— start INPUT MATERIAL —

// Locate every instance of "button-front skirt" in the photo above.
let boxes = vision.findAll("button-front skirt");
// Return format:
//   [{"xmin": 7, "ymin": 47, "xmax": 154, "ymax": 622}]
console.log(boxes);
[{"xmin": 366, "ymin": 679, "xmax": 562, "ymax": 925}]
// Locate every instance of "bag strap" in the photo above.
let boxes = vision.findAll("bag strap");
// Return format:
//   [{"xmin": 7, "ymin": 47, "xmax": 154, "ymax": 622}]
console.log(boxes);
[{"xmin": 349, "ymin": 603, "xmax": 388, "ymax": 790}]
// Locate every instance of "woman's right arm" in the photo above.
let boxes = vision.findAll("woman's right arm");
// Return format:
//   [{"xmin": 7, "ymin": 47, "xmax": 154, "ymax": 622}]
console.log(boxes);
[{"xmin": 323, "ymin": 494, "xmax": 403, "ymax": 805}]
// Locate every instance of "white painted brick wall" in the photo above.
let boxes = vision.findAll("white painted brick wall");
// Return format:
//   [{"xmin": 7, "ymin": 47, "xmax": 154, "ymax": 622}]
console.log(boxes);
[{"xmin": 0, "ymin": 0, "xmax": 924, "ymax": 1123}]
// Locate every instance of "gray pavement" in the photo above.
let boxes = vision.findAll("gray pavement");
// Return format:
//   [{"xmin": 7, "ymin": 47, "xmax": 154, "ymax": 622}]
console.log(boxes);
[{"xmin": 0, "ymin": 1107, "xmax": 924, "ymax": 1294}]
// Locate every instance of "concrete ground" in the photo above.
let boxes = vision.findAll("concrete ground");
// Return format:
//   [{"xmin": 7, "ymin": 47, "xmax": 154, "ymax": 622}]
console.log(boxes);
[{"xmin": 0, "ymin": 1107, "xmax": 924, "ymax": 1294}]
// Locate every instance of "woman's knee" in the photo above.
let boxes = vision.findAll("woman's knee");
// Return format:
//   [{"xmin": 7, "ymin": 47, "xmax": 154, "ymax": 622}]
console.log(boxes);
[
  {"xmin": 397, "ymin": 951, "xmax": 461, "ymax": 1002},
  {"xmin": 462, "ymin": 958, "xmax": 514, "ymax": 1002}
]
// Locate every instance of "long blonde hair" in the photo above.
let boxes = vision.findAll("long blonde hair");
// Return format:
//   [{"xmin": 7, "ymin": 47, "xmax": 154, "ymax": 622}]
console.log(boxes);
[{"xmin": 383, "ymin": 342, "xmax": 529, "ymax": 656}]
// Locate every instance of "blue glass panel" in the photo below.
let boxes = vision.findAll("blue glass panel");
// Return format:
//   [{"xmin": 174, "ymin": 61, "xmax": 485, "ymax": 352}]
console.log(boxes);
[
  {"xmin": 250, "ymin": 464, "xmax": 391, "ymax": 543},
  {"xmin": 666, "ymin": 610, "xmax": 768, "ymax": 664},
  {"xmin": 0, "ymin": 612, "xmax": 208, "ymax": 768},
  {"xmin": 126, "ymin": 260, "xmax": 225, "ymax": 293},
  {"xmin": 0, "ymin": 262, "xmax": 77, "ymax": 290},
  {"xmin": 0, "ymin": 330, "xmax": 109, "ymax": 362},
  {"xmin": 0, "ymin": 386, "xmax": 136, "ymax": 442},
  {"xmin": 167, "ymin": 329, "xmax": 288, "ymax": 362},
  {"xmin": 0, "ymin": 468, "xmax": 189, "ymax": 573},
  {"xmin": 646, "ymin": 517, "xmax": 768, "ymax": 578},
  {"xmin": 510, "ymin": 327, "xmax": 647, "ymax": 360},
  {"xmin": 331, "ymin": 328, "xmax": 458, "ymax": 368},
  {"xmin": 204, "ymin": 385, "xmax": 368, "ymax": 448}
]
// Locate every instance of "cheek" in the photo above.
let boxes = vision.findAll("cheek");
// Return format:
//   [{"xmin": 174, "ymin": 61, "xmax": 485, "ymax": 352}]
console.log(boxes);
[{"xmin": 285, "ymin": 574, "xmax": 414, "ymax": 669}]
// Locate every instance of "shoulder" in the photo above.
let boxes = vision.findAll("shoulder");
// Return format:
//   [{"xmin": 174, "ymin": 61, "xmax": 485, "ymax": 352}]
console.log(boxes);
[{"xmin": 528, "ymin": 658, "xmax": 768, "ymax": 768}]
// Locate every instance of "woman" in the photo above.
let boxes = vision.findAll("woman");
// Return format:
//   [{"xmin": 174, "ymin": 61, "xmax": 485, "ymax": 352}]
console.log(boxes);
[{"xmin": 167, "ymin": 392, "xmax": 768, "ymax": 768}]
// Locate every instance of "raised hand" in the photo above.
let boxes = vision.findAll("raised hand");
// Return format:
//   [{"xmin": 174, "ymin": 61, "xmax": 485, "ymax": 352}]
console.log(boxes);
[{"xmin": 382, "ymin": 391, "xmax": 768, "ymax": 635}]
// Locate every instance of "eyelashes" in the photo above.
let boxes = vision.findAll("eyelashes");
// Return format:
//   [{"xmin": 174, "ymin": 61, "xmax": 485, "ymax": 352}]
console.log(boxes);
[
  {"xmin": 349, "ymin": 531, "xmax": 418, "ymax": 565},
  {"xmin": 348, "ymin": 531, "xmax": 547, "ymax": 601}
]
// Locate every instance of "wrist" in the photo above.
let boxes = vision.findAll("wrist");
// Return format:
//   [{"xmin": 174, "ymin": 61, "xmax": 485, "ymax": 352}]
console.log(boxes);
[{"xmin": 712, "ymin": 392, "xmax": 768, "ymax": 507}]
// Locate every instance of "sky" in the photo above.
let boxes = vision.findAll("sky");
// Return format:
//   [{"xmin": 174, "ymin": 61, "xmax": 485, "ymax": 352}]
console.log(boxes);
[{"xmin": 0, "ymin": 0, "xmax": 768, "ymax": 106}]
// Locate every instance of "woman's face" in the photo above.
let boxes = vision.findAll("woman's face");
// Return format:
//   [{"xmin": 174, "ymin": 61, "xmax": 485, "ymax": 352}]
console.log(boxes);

— end INPUT MATERIAL —

Report each line of the listing above that contains the string "blue".

FINISHED EXERCISE —
// Locate every instance of "blue glass panel" in the photo below.
let boxes = vision.findAll("blue glass panel");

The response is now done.